----- Passage to read -----

The anthropologist Peter Turchin argues, as part of his concept of elite overproduction, that one of the biggest predictors of societal unrest is the social production of people with elite aspirations or demands for elite status. Elite here is not meant in the sense that these people are necessarily smart or capable; they just have to have some sort of proof of nobility or claim to higher status, and society has to furnish them with that status in some way. What’s going on at Blizzard resembles a destructive way of trying to deal with this elite overproduction. It doesn’t matter if all these new hires know how to make games; Blizzard just needs to pay this tax, or the activists will try to ruin them. It’s clearly a protection racket.

Sweden went through its own form of cultural revolution beginning in 2015 with immigration policy and the refugee crisis. What happened there?

Sweden was the first country to experience a woke revolution. When the refugee crisis hit, Sweden accepted the most people by far in Europe on a per capita basis. This took place under a cultural frenzy that should be familiar to Americans at this point. What you have in America right now, with people disowning family and friends over, say, vaccine mandates and categorizing the unvaccinated as a lower form of human being—all of that was going on in Sweden with people who weren’t completely on board with refugees. But now one gets the sense that none of this had that much to do with the reality of the situation, because many in Sweden have changed their position on refugees since then. So the refugee crisis wasn’t necessarily about refugees; it was about Sweden’s “deplorables.”

What does that portend for politics in the U.S.?

Developments in Sweden over the past six years aren’t a particularly optimistic sign for the U.S. We had this short explosion that lasted from 2014 to 2015, but it had quieted down by around 2018, because people realized, “You know, I’m middle class, and it’s really hard to assimilate these migrants, and there’s a lot of crime now,” so everyone just stopped being aggressively woke.

----- Information shown -----

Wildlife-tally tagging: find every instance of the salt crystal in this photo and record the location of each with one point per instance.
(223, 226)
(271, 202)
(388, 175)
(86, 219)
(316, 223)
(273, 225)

-----

» What to produce: Carry on with the interview about elite overproduction and Sweden's refugee crisis, starting after its final sentence. These lines have no connection to the interview passage.

» Response:
But in the U.S., once the sickness infected the body politic, it’s just gotten worse and worse. If this were just a case of ideology, you could get people to believe in other ideas. But this sort of wokeness is actually the surface phenomenon masking serious internal conflicts between what we might call the periphery and the core. The experience of Sweden teaches us that these things are like a forest fire, in that they stop if there’s not enough fuel. But the U.S. has been crazy woke for twice as long as Sweden—and it’s only getting worse. Think about what people were saying after the election in Virginia: that this was proof that white supremacy is stronger than ever, or that the country is irrevocably racist. The U.S. isn’t cooling down, and it’s not going to cool down for a good while yet because none of the political conflicts have been solved.

The Social Democrats here in Sweden have always had this attitude that the best way to defeat revolutionaries is to give them a job. Like, if you’re a radical and you want to write a paper about how we should just kill all the Social Democrats, you can fill out the form and the Social Democrats will actually subsidize you to produce a newspaper about how you’re going to kill them. There’s nothing like that in the U.S. So the fact that radicals are moving from state governments and the federal government to private companies and kicking in the door and saying, “You need to hire these commissars or we’re going to make life hell for you,” shows that, as Turchin himself predicted, the U.S. is going to become more and more unstable until it solves these political problems.